Put every line of the data below into a Markdown table with the columns "Row" and "Line," numbering the rows and omitting blank lines. Leave the pictures out of the table.

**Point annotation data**
+--

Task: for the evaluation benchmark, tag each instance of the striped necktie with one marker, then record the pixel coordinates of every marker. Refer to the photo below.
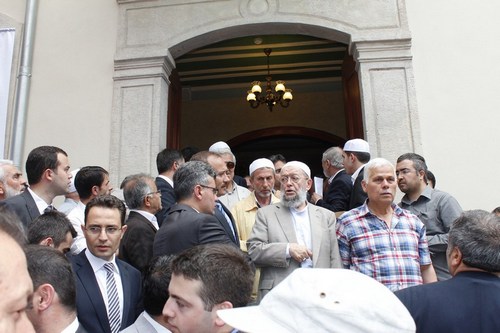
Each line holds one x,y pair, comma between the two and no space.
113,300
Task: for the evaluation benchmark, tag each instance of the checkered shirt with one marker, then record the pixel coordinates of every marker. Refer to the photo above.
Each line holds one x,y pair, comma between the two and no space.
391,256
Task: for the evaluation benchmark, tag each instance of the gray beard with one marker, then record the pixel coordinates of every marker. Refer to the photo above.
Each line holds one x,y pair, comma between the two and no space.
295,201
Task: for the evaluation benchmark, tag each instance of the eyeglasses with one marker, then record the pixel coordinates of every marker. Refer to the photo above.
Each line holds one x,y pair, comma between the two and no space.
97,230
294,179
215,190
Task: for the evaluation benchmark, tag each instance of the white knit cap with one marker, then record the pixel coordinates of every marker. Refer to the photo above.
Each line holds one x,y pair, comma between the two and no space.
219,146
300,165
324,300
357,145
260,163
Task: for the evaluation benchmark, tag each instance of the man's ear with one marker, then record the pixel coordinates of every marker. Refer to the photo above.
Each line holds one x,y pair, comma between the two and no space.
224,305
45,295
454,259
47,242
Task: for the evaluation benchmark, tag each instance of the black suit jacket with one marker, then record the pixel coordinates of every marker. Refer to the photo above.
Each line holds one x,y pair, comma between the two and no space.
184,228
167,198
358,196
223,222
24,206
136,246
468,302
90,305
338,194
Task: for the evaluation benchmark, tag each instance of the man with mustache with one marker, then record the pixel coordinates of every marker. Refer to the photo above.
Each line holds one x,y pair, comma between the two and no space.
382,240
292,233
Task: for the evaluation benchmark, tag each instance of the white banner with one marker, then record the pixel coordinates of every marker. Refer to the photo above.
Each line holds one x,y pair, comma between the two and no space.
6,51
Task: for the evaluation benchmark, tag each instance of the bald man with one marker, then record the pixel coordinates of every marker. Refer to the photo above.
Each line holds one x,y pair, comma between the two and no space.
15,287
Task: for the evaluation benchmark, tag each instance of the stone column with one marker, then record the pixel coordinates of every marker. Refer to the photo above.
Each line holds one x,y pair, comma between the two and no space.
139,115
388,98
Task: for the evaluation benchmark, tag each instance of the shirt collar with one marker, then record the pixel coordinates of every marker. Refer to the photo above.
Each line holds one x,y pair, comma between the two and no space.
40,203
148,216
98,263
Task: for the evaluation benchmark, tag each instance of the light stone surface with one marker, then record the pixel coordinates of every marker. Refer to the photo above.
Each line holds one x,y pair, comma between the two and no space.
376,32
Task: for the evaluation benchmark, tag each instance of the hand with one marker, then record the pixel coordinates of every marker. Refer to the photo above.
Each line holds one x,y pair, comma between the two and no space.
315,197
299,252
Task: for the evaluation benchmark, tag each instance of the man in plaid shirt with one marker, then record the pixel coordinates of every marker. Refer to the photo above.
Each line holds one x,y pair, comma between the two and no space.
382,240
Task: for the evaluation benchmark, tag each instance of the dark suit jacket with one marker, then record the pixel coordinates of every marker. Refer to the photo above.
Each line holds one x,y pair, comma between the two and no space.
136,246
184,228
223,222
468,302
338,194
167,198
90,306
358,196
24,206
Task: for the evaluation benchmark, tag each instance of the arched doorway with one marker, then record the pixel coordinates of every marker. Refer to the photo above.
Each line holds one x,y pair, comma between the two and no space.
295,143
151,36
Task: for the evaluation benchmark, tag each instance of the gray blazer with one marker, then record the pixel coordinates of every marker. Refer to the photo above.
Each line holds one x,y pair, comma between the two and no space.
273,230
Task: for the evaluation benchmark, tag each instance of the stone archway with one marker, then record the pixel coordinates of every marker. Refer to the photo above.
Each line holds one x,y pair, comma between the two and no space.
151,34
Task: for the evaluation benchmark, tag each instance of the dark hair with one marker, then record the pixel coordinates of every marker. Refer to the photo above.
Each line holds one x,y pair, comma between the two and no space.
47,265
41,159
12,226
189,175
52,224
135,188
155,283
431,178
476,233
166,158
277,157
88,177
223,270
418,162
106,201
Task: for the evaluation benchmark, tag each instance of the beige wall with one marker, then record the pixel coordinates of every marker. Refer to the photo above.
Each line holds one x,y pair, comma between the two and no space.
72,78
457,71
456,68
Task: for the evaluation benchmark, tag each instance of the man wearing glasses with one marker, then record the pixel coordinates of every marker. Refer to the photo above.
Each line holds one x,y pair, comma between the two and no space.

+--

**The response**
| Row | Line |
|---|---|
| 1 | Task: for the evaluation benchmark, tag each instance of the striped necktie with one marker, then record the pixel coordinates of every marker. Refer to the photo below. |
| 2 | Each line holds one x,y pair, comma between the two and no space. |
| 3 | 113,300 |
| 4 | Task: for the evaluation benchmark, tag each instance of the checkered shirt with one marker, then record the pixel coordinates of every marker. Refer to the photo above. |
| 5 | Each line holds one x,y pair, comma between the two and no space. |
| 6 | 391,256 |
| 7 | Task: for the evaluation benchmark, tag each instance of the gray beard with one marker, then record the pixel coordinates of every marker. Refer to the photo above. |
| 8 | Each line holds one x,y pair, comma between the two and no space. |
| 9 | 295,201 |
| 10 | Task: for the evaluation benchmark, tag each instance of the eyeglasses with one marker, then record the pixel coordinates of every marker. Refer to the photo above. |
| 11 | Each line holds one x,y pair, comma between the two and no space. |
| 12 | 97,230 |
| 13 | 294,179 |
| 14 | 215,190 |
| 15 | Task: for the evaluation benchmark, tag each instance of the white knit cap with one marker, then record the pixel coordinates of every marker. Refer to the photo above. |
| 16 | Each line holds one x,y pair, comma between the two and no space. |
| 17 | 219,146 |
| 18 | 300,165 |
| 19 | 324,300 |
| 20 | 357,145 |
| 21 | 260,163 |
| 22 | Task: for the evaluation benchmark, tag each instance of the man's ear with one marker, then record the pixel coordinates of every marker. Refer to the photo above. |
| 23 | Each line holds one x,y pair, comma between the two and no space. |
| 24 | 224,305 |
| 25 | 45,295 |
| 26 | 454,259 |
| 27 | 47,242 |
| 28 | Task: for the evaluation benchmark, tag each instance of the black suit jacket with one marker, then record the pixel coordinates of every marker. Refer to the photo above. |
| 29 | Each line holds one x,y pair, comma between the two and no space. |
| 30 | 184,228 |
| 31 | 167,198 |
| 32 | 358,196 |
| 33 | 223,222 |
| 34 | 24,206 |
| 35 | 136,246 |
| 36 | 468,302 |
| 37 | 90,305 |
| 38 | 338,194 |
| 39 | Task: for the evaluation benchmark, tag each instance of the man with mustache with one marker, then record the pixel coordinates of every marker. Refer to the photo above. |
| 40 | Each line holds one x,y pair, comma between the two and no space. |
| 41 | 382,240 |
| 42 | 292,233 |
| 43 | Task: for the evaluation benchmark, tag each instance of the white banner with one marker, then record the pixel coordinates of every marker. Refer to the photo above. |
| 44 | Each line holds one x,y pair, comma between the two and no space. |
| 45 | 6,51 |
| 46 | Task: for the evaluation benchmark, tag each instance of the bald man with one marker, then record the pixel coordinates of every marker. Refer to the photo above. |
| 47 | Each line holds one x,y pair, comma between the two and no space. |
| 48 | 15,287 |
| 49 | Task: for the evaluation benchmark, tag each instance of the stone column with one marker, then record the pixel coordinates of every marker. Refer to the photo above. |
| 50 | Each line holds one x,y pair, comma between the two and no space. |
| 51 | 139,115 |
| 52 | 388,98 |
| 53 | Task: for the evaluation benchmark, tag each instance of the shirt collar with one marker, then record the pixel coordinates of every marker. Refer to the photo above. |
| 54 | Each line holds one x,y pair, comma between the two and no space. |
| 55 | 40,203 |
| 56 | 148,216 |
| 57 | 98,263 |
| 58 | Task: for the evaluation benchmark, tag each instance of the light stone surface with one marker, then record the pixel coordinates of every marker. Refer to the photo above. |
| 59 | Each line holds one x,y pair, comma between the two and no space. |
| 60 | 376,32 |
| 61 | Task: for the evaluation benchmark, tag each instance of the hand with one marker, then record the pixel coordinates of every marker. Refer to the photo above. |
| 62 | Each line holds one x,y pair, comma between the two and no space. |
| 63 | 315,197 |
| 64 | 299,252 |
| 65 | Task: for the evaluation benchmark, tag each instance of the man in plaid shirt with one marker, then record the pixel coordinates of every marker. Refer to the photo above. |
| 66 | Each line holds one x,y pair, comma between the two and no space. |
| 67 | 382,240 |
| 68 | Task: for the evaluation benchmark, tag each instance of the dark suit jacket with one marker, then record the pixel coordinates of every marker. Refer to the photo above. |
| 69 | Each line holds one x,y pair, comma between the two and no space. |
| 70 | 136,246 |
| 71 | 184,228 |
| 72 | 223,222 |
| 73 | 468,302 |
| 74 | 338,194 |
| 75 | 167,198 |
| 76 | 90,306 |
| 77 | 358,196 |
| 78 | 24,206 |
| 79 | Task: for the evaluation benchmark, tag each instance of the arched doorway with one marker, then record the pixel coordinates of every marker. Refer to the photo above. |
| 80 | Each line holds one x,y pair, comma between the two and no space. |
| 81 | 295,143 |
| 82 | 151,36 |
| 83 | Task: for the evaluation benchmark, tag each instance of the gray blazer with one marker, then record the pixel coordinates of every marker. Refer to the photo above. |
| 84 | Each line holds one x,y pair, comma between the two and no space. |
| 85 | 273,230 |
| 86 | Task: for the evaluation benchmark, tag each instance of the stone archway with one marker, then record the pixel coordinates of every marker. Refer to the photo above. |
| 87 | Each line holds one x,y pair, comma between the two and no space. |
| 88 | 151,34 |
| 89 | Task: for the evaluation benchmark, tag each instance of the dark hair with one marker, then record the pixel coordinates of every marker. Refer to the photo above. |
| 90 | Each line holds one x,y pair, comma between the two and no space. |
| 91 | 47,265 |
| 92 | 41,159 |
| 93 | 12,226 |
| 94 | 189,175 |
| 95 | 52,224 |
| 96 | 135,188 |
| 97 | 155,283 |
| 98 | 431,178 |
| 99 | 476,233 |
| 100 | 166,158 |
| 101 | 277,157 |
| 102 | 88,177 |
| 103 | 223,270 |
| 104 | 418,162 |
| 105 | 106,201 |
| 106 | Task: for the evaluation benchmark, tag each instance of the beige wall with one marker, then record the pixel coordinates of every marker. Refer to the photo above. |
| 107 | Each line holds one x,y pair, comma between the two and no space. |
| 108 | 72,78 |
| 109 | 457,71 |
| 110 | 456,68 |
| 111 | Task: for the evaluation benchmark, tag each instance of the man wearing glasses with one marker, then record the pixel coordinates of every marker. Refer to the photo above. |
| 112 | Each line holds one x,y pair, comma between the two and no space. |